* **Document section**:
************
Implications: If, like Bernard Shaw's Don Juan [17], we assume, "for the sake of avoiding argument," that the ECPD/ABET document is the common ethical code for North American engineers, where does that leave us? The present accrediting agency for American engineering programs is the same Accreditation Board for Engineering and Technology (ABET) which evolved from ECPD and adopted its instructions "to hold paramount the health, safety and welfare of the public." As an ABET-accredited degree is required for professional registration in most states, engineering programs may no longer opt out of the accreditation process as many did 40 years ago. Here is the how the ABET discussion of an accreditable engineering curriculum begins.

Engineering is the profession in which knowledge of the mathematical and natural sciences gained by study, experience, and practice is applied with judgment to develop ways to utilize, economically, the materials and forces of nature for the benefit of mankind. A significant measure of an engineering education is the degree to which it has prepared the graduate to pursue a productive engineering career that is characterized by continued professional growth.

This section of the criteria relates to the extent to which a program develops the ability to apply pertinent knowledge to the practice of engineering in an effective and professional manner.
************
* **Material provided**:
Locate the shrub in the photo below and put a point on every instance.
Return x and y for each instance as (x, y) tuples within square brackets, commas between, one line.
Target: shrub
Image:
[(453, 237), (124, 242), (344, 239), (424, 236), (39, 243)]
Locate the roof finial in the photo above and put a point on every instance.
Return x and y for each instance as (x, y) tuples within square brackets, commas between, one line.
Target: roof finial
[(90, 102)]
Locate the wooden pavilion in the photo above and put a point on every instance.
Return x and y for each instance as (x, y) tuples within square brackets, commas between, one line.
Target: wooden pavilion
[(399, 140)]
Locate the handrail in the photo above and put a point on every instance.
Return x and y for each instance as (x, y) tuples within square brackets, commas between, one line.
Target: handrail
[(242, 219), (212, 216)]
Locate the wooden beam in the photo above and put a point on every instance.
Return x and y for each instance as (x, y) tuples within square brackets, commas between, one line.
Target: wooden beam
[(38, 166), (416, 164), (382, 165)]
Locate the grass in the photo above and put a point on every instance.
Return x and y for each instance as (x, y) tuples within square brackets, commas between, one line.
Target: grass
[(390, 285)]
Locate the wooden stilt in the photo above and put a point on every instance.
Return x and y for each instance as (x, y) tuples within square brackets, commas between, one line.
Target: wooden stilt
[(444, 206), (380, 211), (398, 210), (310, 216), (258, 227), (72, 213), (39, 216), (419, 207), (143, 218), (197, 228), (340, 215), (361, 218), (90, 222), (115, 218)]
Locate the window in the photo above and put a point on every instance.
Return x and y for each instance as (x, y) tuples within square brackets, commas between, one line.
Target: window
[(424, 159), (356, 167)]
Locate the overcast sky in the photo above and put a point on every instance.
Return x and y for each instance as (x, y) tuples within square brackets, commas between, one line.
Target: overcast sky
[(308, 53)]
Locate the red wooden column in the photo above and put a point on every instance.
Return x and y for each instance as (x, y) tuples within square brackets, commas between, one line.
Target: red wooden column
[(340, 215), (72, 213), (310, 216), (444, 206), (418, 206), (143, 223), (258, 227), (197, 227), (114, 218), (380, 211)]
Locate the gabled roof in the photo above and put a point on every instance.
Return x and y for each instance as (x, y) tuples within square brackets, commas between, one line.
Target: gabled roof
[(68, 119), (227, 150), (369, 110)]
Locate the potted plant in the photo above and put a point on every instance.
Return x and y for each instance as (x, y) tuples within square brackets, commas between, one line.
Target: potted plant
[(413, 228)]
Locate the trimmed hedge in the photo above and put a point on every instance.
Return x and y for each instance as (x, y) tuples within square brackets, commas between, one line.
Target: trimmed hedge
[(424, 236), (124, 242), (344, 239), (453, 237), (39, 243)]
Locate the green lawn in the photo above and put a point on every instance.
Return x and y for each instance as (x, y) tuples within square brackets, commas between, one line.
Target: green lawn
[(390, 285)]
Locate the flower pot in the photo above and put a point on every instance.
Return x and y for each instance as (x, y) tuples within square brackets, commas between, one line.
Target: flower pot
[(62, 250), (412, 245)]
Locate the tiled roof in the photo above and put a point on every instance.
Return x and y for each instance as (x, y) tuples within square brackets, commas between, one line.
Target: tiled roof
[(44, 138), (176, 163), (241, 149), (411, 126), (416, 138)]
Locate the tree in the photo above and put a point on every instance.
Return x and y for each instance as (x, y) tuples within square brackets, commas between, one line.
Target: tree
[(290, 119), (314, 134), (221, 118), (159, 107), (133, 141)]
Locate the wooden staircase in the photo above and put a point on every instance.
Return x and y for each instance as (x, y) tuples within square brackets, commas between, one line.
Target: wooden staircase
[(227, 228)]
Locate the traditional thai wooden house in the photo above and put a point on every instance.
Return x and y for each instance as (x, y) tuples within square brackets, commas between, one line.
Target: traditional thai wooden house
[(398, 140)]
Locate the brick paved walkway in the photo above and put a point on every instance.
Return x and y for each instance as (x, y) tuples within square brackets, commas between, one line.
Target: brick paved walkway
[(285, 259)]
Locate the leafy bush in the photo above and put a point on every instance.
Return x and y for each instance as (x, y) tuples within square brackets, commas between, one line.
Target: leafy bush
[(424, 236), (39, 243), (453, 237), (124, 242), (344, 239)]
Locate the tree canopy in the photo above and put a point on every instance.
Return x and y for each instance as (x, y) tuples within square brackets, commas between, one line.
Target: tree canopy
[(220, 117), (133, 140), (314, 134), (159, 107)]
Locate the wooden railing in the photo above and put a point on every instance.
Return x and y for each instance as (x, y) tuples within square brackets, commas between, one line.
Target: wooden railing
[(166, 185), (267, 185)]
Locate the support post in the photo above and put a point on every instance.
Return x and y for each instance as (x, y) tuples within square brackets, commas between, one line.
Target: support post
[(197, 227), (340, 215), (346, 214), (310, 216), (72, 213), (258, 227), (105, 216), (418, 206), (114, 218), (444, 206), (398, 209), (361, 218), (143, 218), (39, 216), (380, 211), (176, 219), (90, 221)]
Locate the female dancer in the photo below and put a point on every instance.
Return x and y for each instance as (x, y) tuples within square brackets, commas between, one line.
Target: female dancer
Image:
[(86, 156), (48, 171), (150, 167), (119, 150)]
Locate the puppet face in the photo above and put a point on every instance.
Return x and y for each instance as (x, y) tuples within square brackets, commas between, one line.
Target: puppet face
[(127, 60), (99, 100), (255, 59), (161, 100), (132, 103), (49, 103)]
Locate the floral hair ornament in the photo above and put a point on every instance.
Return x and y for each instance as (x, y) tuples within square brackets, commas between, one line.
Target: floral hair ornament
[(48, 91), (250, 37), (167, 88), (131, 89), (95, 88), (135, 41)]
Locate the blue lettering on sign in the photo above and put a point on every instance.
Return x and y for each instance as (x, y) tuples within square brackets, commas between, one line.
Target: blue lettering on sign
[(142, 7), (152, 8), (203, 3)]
************
* **Tasks and exercises**:
1. Answer these questions from the engineering accreditation text.
(a) What kind of degree is required for professional registration in most states?
(b) Knowledge of which sciences does the ABET definition say is applied in engineering?
(c) What does this section of the criteria relate to?
2. Pick up the engineering accreditation text where its final sentence ends and keep writing.
The records were drawn from a separate source.

* **Answers per task**:
1.
(a) An ABET-accredited degree.
(b) The mathematical and natural sciences.
(c) The extent to which a program develops the ability to apply pertinent knowledge to the practice of engineering in an effective and professional manner.

2.
Included are the development of: (1) a capability to delineate and solve in a practical way the problems of society that are susceptible to engineering treatment, (2) a sensitivity to the socially-related technical problems which confront the profession, (3) an understanding of the ethical characteristics of the engineering profession and practice, (4) an understanding of the engineer's responsibility to protect both occupational and public health and safety, and (5)Jan ability to maintain professional competence through lifelong learning. [18]

The continuation of professional development throughout an engineer's career is one of the ECPD/ABET Canons, but it is hard to see how it can be accomplished by the undergraduate curriculum. Inclusion of lifelong learning here attests to the importance attached to the Canons in program evaluation. Instructions for teaching ethics are open ended:

An understanding of the ethical, social, economic, and safety considerations in engineering practice is essential for a successful engineering career. Course work may be provided for this purpose, but as a minimum it should be the responsibility of the engineering faculty to infuse professional concepts into all engineering course work." [19]

At my institution each instructor files a course report that lists, among other ABET objectives, ethical topics taught during that term. These reports are reviewed as a routine part of accreditation visits. I have never heard that a program was denied accreditation for a failure to teach professional ethics, but ABET visitors do comment about achievements or shortcomings in this area.

Does It Matter? The ECPD/ABET Principles and Canons have been around for decades, are plagiarized everywhere, and are not under attack by universities or the profession. Accreditors do look for the familiar ECPD/ABET language when they evaluate programs, but there is no requirement for explicit instruction of their guidelines. No one has complained of loss of accreditation under the present system. What, if anything, is the problem?

Engineering ethics are not restricted to a concern for human welfare. They have their idiosyncrasies. Some examples follow.

In contrast to the confidentiality practiced by physicians, attorneys, and the clergy, communications between engineers and their clients are not privileged, and engineers are enjoined or required to report unsafe practices by employers to regulatory bodies.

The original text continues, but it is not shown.